Letting It All Out

There has been a lot on my shoulders lately and I thought this would be a good time to get something off my chest. About little over three months ago I wrote a post “Maybe it is Time to Quit”, which was a reaction too something that happened to me the day before. So, I feel that I need to tell my story and maybe get past it.

Well, it was the day before Rash Hashanah. I actually was on pin and needs that day because my Rabbi invited me to the Rash Hashanah service on Friday night and I wanted to go badly. Unfortunately, I was more nervous about the day after.

Anyway, I was at work and I got a call from my wife. She was extremely mad at me and told me that I need to call an FBI agent (from the Anti-Terrorist Task Force no less) immediately. I called the very polite FBI agent and cleared up the misunderstanding in about 5 minutes.

I thought it would be cool for my blog to post some pictures of the local synagogue in Bloomington IL, while I was visiting. My wife was on work related business and my son and I set out to get a photo of the synagogue. It was about lunch time when I arrived and the Temple secretary was just leaving. I walked up to her and told her my intentions and she seemed fine with it, even offered to let me take pictures of their court yard. Unfortunately, I was in a bit of a rush because I needed to get my wife some lunch and my son had fallen asleep in the car. So, I might have come off as a tad suspicious in my activates.  Plus, I did not know what to say, so I kind of fumbled my words a little too much.

It seems that the secretary must have recorded the license plate number when she left and my wife said the FBI agent had photos of me taking the pictures. I guess the worst part of this is that my wife was questions by the FBI agent with no knowledge of me being there.

Of course, when I got home, my wife was not happy with me and kept asking me why I hang around with these people, when it seems obvious to her that they do not want me around. She pretty much told me to knock it off. As I always seem too do, I coward and retreated to my normal position of, “Yes dear.”
# # # # # # #
• WHAT THE EXERCISE ASKS:
Retype everything from "Well, it was" down to "about 5 minutes." in the blog post about the synagogue photos, keeping each word and punctuation mark unchanged.

• INFORMATION SHOWN:
# # # # # # #
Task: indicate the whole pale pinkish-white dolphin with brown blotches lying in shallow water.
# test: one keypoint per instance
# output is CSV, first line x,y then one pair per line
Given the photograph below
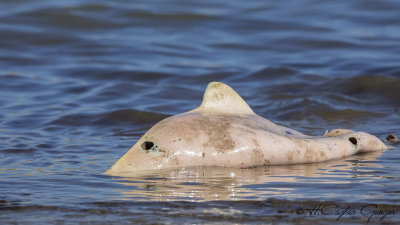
# # # # # # #
• EXPECTED ANSWER:
Well, it was the day before Rash Hashanah. I actually was on pin and needs that day because my Rabbi invited me to the Rash Hashanah service on Friday night and I wanted to go badly. Unfortunately, I was more nervous about the day after.

Anyway, I was at work and I got a call from my wife. She was extremely mad at me and told me that I need to call an FBI agent (from the Anti-Terrorist Task Force no less) immediately. I called the very polite FBI agent and cleared up the misunderstanding in about 5 minutes.